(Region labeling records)
-- begin --
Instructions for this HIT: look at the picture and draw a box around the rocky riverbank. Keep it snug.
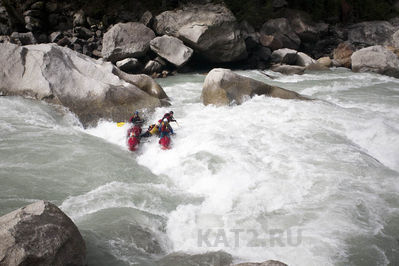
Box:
[0,0,399,77]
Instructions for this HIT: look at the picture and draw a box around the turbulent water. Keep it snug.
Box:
[0,69,399,265]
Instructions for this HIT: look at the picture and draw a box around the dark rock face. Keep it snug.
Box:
[0,201,86,266]
[154,4,247,63]
[351,45,399,78]
[260,18,301,50]
[150,35,193,67]
[0,43,167,125]
[348,21,395,48]
[10,32,37,45]
[157,251,233,266]
[101,22,155,62]
[201,68,307,106]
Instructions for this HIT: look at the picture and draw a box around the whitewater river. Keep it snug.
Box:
[0,69,399,266]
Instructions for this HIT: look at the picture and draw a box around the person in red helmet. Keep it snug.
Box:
[129,111,144,125]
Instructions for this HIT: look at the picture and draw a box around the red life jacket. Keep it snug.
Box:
[133,125,141,137]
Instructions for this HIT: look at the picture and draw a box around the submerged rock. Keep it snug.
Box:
[201,68,307,105]
[234,260,288,266]
[0,201,86,266]
[0,43,167,125]
[270,64,306,75]
[154,4,247,63]
[116,58,142,73]
[101,22,155,62]
[157,251,233,266]
[351,45,399,78]
[317,56,332,67]
[271,48,298,63]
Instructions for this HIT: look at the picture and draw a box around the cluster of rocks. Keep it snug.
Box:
[0,201,287,266]
[0,43,168,126]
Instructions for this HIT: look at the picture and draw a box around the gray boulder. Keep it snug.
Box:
[351,45,399,78]
[348,21,395,47]
[140,10,154,27]
[154,4,247,63]
[0,43,167,125]
[260,18,301,50]
[101,22,155,62]
[201,68,307,106]
[0,201,86,266]
[391,30,399,48]
[150,35,193,67]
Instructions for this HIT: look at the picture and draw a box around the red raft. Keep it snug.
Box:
[127,125,141,151]
[159,136,170,150]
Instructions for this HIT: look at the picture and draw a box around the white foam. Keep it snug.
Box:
[82,70,399,265]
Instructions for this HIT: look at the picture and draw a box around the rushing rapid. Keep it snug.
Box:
[0,69,399,265]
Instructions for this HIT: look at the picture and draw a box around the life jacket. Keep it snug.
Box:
[133,125,141,137]
[127,125,141,137]
[160,122,169,132]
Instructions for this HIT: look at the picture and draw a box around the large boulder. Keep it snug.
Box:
[352,45,399,78]
[348,21,395,47]
[0,43,167,125]
[260,18,301,50]
[150,35,193,67]
[201,68,307,105]
[154,4,247,63]
[101,22,155,62]
[333,42,354,68]
[0,201,86,266]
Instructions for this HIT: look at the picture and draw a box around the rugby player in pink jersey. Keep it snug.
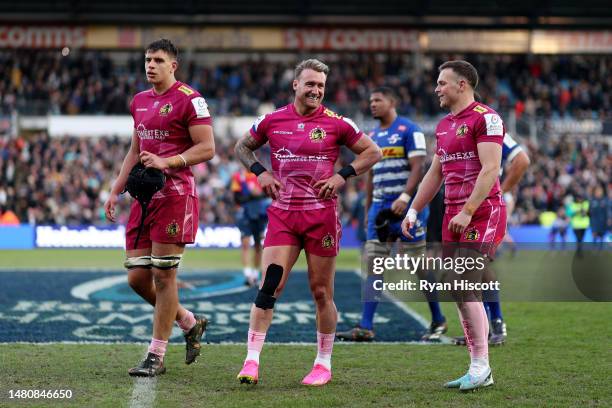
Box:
[235,59,381,386]
[104,39,215,377]
[402,61,506,391]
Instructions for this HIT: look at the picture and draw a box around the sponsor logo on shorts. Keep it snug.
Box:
[464,228,480,241]
[309,127,327,143]
[473,105,488,113]
[455,123,469,137]
[321,234,336,249]
[166,221,180,237]
[159,102,172,116]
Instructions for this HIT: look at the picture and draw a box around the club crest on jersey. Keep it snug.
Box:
[321,234,336,249]
[455,123,469,137]
[309,127,327,143]
[464,228,480,241]
[323,108,342,119]
[166,221,180,237]
[159,102,172,116]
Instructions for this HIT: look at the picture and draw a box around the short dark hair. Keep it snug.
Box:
[293,58,329,79]
[145,38,178,59]
[438,60,478,89]
[370,86,399,102]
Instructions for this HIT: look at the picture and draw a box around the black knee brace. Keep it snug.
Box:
[255,264,283,310]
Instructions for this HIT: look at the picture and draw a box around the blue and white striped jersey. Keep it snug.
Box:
[370,116,427,201]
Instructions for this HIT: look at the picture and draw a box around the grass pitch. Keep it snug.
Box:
[0,250,612,407]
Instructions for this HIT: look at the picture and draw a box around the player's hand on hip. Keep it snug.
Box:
[402,208,418,238]
[104,193,119,222]
[448,211,472,234]
[313,173,346,198]
[257,171,282,200]
[140,150,169,170]
[391,198,408,216]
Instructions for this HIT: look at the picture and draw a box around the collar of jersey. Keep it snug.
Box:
[289,102,325,118]
[151,81,183,98]
[450,101,478,118]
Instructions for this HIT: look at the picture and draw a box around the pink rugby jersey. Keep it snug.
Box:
[130,81,212,199]
[436,102,505,206]
[251,104,363,210]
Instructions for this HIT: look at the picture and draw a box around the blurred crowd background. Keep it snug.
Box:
[0,50,612,233]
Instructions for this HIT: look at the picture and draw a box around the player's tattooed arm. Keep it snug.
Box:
[234,132,265,169]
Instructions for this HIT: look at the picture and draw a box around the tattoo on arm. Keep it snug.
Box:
[234,134,264,169]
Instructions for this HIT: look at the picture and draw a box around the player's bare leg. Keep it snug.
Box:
[302,254,338,386]
[127,248,208,364]
[237,245,300,384]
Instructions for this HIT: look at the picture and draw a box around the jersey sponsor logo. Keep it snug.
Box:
[387,133,400,144]
[472,105,489,113]
[463,227,480,241]
[455,123,470,137]
[321,234,336,249]
[412,132,427,150]
[381,146,406,159]
[159,102,172,116]
[484,113,504,136]
[136,123,170,140]
[253,115,266,132]
[191,96,210,118]
[308,127,327,143]
[342,118,359,133]
[438,149,476,163]
[272,147,329,162]
[178,85,195,96]
[323,108,342,119]
[166,221,181,237]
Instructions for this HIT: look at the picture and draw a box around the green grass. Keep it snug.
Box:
[0,250,612,407]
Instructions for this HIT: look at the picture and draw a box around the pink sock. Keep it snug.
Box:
[149,339,168,360]
[245,328,266,364]
[457,302,489,358]
[177,310,195,333]
[315,331,336,370]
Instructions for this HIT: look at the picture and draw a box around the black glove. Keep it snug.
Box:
[125,162,166,208]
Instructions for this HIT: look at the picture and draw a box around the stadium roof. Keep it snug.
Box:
[0,0,612,28]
-- end --
### WHAT IS REQUIRED
How many lines in the region labeling records above contain the string "boulder", matching case exactly? Give only the number.

### SOLUTION BELOW
2